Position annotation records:
=======

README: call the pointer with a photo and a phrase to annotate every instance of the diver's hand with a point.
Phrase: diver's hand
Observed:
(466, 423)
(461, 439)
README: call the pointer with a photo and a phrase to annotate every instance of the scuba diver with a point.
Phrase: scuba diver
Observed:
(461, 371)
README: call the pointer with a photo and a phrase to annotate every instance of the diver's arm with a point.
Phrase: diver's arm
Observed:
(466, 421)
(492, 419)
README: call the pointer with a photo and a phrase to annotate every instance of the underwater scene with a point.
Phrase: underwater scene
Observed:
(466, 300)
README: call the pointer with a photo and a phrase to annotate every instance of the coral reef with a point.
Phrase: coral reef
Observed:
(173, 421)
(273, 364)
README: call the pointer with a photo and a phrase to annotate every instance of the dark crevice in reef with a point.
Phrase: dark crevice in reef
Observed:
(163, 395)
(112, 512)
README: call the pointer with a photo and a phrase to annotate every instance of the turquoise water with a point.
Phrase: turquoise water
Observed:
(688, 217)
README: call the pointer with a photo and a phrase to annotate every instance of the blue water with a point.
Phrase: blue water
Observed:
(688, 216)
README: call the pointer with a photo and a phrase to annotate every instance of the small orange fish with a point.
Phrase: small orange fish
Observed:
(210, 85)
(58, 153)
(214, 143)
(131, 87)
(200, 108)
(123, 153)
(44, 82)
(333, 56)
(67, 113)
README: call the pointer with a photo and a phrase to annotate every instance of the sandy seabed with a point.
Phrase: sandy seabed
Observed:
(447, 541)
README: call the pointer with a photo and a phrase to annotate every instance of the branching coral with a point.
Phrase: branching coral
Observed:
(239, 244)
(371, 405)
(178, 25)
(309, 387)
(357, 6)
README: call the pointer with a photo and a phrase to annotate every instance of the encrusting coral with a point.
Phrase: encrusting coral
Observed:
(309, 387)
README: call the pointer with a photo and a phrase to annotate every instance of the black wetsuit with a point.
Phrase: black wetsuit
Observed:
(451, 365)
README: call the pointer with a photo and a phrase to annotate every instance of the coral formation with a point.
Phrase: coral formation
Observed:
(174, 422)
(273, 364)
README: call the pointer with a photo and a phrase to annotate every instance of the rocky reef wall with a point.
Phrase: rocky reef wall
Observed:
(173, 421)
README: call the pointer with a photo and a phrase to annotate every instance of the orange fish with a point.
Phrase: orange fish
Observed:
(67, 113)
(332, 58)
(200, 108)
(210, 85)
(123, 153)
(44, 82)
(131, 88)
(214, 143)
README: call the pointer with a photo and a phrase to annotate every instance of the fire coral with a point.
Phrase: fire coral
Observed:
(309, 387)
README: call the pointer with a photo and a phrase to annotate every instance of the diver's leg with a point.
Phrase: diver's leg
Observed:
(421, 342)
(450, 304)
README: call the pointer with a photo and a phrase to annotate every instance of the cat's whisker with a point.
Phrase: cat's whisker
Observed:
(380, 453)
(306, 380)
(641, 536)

=======

CHALLENGE: Retype every entry word for word.

COMPLETE RESPONSE:
README: call the pointer with a photo and a phrase to annotate every instance of the diver's hand with a point.
Phrase: diver's hand
Observed:
(466, 423)
(461, 439)
README: call the pointer with a photo and a phrase to annotate every instance of the scuba diver with a point.
Phrase: scuba diver
Observed:
(461, 371)
README: call the pointer with a photo and a phrase to annotate every instance of the diver's arm with a point.
Phrase: diver's arm
Observed:
(466, 421)
(492, 419)
README: call the pointer with a photo and a phrase to annotate every instance of the underwater scene with a point.
Phrase: underwater scene
Observed:
(466, 300)
README: call the pointer with a photo and a phrase to annotate every instance of the coral reef with a point.
Phrase: coral reef
Observed:
(173, 421)
(273, 364)
README: call the pointer with a photo and a phrase to annotate every instance of the dark crevice in reef with a point.
Phrase: dark crevice in reef
Observed:
(163, 395)
(112, 512)
README: call the pointer with a photo and a phrase to annotate every instance of the turquoise water with a point.
Phrase: turquoise water
Observed:
(688, 217)
README: call the pointer with a photo and a phrase to annotate every instance of the blue water with a point.
Phrase: blue water
Observed:
(688, 216)
README: call the pointer with a photo and a phrase to annotate every instance of the small orange fish with a point.
Phrase: small orange fish
Observed:
(210, 85)
(58, 153)
(214, 143)
(131, 87)
(200, 108)
(123, 153)
(44, 82)
(333, 56)
(67, 113)
README: call the pointer with a photo and a phrase to annotate every instance of the sandy seabed with a point.
Phrase: sandy seabed
Observed:
(447, 541)
README: call the pointer with a photo and a phrase to annotate every instance of the branching coral with a point.
Phrase: branching coral
Observed:
(239, 244)
(371, 405)
(178, 25)
(309, 387)
(357, 6)
README: call the pointer with a photo and a phrase to annotate every instance of the encrusting coral with a point.
Phrase: encrusting coral
Observed:
(309, 387)
README: call the pointer with a photo and a phrase to annotate every instance of the black wetsuit with a point.
Phrase: black wetsuit
Observed:
(451, 365)
README: call the pointer with a photo and a phrase to annotate every instance of the coral formation with a point.
Phrase: coral formation
Observed:
(174, 422)
(273, 364)
README: call the pointer with a photo and a phrase to annotate every instance of the rocky reef wall with a point.
Phrase: rocky reef wall
Observed:
(173, 421)
README: call the pointer with a photo and a phrase to annotate every instance of the orange fish with a point.
Phrase: orange fish
Observed:
(67, 113)
(332, 58)
(200, 108)
(210, 85)
(123, 153)
(44, 82)
(131, 88)
(214, 143)
README: call the pointer with a photo and a phrase to annotate every instance of the fire coral with a point.
Phrase: fire coral
Observed:
(309, 387)
README: call the pointer with a photo and a phrase to annotate every instance of the diver's leg with a point.
Phrase: diver's leg
Observed:
(421, 342)
(450, 304)
README: call the pointer with a photo and a phrase to annotate every instance of the cat's whisker with a point.
Phrase: cat's whisker
Observed:
(380, 453)
(306, 380)
(641, 536)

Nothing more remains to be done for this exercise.